| Assignment |
Your job with the data below: print everything from the line that holds "so uh the ceiling" down to the line that holds "so uh the white ceiling", ends included, exactly, and nothing else.

-------

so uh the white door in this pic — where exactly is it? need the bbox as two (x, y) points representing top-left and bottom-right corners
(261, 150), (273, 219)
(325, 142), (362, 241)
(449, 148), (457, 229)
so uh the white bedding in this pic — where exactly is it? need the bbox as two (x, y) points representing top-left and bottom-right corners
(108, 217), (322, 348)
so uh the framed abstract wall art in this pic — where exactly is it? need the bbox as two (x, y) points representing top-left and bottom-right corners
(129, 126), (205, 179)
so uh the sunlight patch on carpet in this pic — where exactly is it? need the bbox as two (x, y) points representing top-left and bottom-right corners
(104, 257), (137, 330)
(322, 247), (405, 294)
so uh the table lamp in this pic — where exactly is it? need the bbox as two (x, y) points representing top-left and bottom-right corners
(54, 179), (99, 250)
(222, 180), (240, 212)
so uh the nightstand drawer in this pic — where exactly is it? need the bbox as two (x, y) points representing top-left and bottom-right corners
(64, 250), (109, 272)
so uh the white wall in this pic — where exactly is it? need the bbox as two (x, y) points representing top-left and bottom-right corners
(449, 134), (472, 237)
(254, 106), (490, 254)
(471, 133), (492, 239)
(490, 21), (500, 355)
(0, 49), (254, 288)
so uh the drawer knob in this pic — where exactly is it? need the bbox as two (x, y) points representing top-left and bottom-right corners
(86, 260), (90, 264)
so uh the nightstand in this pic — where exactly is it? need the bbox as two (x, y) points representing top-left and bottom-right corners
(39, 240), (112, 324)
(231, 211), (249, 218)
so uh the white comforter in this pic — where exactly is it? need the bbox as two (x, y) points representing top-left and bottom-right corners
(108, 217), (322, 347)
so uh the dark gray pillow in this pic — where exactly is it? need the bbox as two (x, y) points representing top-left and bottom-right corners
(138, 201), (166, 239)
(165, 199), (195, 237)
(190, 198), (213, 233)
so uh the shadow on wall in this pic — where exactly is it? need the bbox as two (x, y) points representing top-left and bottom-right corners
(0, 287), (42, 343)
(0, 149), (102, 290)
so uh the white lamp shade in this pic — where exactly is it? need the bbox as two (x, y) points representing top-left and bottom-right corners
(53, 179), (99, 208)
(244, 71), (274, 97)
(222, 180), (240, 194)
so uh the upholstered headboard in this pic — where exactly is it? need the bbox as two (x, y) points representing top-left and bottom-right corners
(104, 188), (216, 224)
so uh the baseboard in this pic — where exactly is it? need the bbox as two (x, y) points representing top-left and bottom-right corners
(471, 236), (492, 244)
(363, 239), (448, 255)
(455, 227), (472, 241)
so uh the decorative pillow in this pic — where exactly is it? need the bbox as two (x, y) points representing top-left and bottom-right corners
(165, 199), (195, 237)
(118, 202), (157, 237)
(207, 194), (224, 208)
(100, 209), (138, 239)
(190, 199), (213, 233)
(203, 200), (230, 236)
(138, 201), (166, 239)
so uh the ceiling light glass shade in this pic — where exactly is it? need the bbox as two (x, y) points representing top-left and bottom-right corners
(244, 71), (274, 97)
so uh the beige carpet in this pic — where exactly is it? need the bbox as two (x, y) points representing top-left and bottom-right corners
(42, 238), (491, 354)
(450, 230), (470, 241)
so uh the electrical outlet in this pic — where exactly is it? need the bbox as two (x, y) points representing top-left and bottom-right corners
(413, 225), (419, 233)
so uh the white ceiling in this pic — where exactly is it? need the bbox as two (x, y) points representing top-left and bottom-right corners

-------

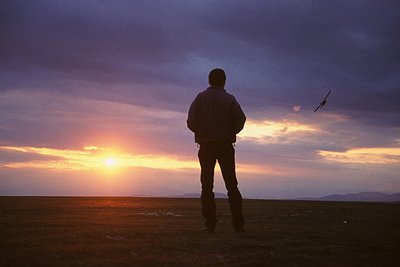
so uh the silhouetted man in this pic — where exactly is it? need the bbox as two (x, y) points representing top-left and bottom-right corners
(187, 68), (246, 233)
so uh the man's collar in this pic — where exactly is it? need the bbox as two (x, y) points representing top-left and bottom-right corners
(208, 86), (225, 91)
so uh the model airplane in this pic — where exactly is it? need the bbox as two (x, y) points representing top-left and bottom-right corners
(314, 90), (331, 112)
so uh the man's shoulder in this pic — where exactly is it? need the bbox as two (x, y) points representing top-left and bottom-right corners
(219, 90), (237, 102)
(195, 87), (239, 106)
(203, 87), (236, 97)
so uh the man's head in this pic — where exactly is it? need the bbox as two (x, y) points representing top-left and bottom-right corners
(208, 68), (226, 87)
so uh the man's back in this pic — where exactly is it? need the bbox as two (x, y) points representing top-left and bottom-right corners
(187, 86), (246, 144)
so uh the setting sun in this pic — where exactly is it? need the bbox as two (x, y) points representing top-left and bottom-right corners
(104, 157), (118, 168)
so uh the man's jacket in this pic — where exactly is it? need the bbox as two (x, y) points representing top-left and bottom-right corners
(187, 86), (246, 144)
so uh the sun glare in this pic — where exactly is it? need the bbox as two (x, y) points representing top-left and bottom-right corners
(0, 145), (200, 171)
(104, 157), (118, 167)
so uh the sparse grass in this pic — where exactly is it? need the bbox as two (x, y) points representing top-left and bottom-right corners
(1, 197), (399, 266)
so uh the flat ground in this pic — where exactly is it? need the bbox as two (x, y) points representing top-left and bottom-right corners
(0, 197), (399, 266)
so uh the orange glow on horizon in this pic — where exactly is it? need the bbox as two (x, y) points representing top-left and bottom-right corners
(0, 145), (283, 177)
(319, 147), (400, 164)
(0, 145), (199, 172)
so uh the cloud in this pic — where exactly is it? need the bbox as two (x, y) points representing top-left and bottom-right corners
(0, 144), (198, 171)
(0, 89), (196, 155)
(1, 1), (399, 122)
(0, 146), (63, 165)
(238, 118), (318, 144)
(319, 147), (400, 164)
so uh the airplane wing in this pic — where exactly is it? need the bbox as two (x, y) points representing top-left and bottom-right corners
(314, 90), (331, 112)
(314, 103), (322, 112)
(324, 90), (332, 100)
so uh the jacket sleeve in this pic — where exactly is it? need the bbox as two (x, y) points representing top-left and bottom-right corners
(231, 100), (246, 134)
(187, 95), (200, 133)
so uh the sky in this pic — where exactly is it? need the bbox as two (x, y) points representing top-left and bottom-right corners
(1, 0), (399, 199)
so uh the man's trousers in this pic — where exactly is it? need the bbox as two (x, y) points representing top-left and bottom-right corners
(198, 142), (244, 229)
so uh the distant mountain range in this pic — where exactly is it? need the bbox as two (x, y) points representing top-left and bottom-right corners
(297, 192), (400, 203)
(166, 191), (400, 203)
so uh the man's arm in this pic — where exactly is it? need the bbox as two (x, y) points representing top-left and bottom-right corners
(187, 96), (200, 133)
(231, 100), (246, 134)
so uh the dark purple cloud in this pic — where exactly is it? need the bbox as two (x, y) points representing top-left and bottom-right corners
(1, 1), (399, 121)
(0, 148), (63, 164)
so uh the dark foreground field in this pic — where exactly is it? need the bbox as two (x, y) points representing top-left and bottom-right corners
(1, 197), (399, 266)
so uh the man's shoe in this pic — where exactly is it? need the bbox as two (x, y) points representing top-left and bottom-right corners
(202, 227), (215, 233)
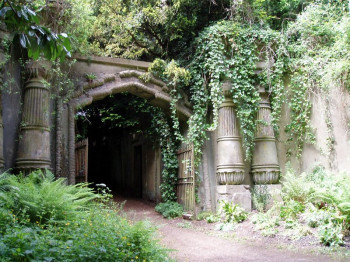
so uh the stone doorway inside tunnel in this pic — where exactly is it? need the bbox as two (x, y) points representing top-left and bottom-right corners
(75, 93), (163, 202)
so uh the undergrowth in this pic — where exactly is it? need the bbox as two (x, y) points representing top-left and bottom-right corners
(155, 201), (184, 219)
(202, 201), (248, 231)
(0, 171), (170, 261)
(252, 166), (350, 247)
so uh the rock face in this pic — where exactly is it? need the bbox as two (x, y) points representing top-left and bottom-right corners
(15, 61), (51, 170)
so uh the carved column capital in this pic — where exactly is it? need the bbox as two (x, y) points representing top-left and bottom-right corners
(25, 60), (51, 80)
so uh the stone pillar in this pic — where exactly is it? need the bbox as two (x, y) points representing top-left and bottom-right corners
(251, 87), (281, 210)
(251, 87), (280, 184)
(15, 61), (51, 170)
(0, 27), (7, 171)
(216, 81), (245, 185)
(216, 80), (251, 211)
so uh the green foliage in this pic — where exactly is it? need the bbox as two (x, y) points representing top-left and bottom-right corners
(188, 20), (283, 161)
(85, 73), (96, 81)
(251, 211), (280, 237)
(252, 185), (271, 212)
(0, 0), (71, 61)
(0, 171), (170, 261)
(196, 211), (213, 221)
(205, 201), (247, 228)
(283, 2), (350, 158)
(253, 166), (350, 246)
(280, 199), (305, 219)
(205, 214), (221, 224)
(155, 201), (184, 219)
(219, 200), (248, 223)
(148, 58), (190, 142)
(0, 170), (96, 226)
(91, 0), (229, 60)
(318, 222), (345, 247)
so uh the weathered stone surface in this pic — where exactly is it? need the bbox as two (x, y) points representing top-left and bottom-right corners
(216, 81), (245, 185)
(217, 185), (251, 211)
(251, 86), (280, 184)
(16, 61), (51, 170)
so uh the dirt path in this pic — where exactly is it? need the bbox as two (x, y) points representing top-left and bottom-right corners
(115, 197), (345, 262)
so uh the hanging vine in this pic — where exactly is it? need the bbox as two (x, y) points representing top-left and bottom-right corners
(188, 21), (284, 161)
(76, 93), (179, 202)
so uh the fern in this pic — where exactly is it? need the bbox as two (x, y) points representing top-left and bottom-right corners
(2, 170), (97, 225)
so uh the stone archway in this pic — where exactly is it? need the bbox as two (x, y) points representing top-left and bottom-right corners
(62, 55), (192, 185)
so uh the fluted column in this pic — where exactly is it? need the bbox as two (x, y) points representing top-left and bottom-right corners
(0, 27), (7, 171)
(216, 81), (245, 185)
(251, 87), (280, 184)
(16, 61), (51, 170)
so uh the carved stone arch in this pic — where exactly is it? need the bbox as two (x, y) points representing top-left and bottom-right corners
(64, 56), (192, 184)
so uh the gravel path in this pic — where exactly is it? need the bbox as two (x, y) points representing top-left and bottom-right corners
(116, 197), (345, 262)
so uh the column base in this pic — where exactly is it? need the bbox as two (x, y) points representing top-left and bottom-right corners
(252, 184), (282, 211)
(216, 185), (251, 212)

-------

| Expected answer |
so uh the ceiling light glass shade in this pic — where exactly is it? need the bbox as two (x, y) points representing top-left and bottom-right corners
(244, 71), (274, 97)
so uh the beige carpet in this pic — where exactly is it? need the bbox as two (x, y) points representing top-left and bottom-right corners
(42, 238), (491, 354)
(450, 230), (470, 241)
so uh the electrical outlet in this pic — where exactly is it? need the bbox as two (x, y) points representing top-left and bottom-right corners
(413, 225), (419, 233)
so uh the white ceiling in this pic — where exactly is it? need the bbox as two (x, y) points representing top-left and bottom-right corners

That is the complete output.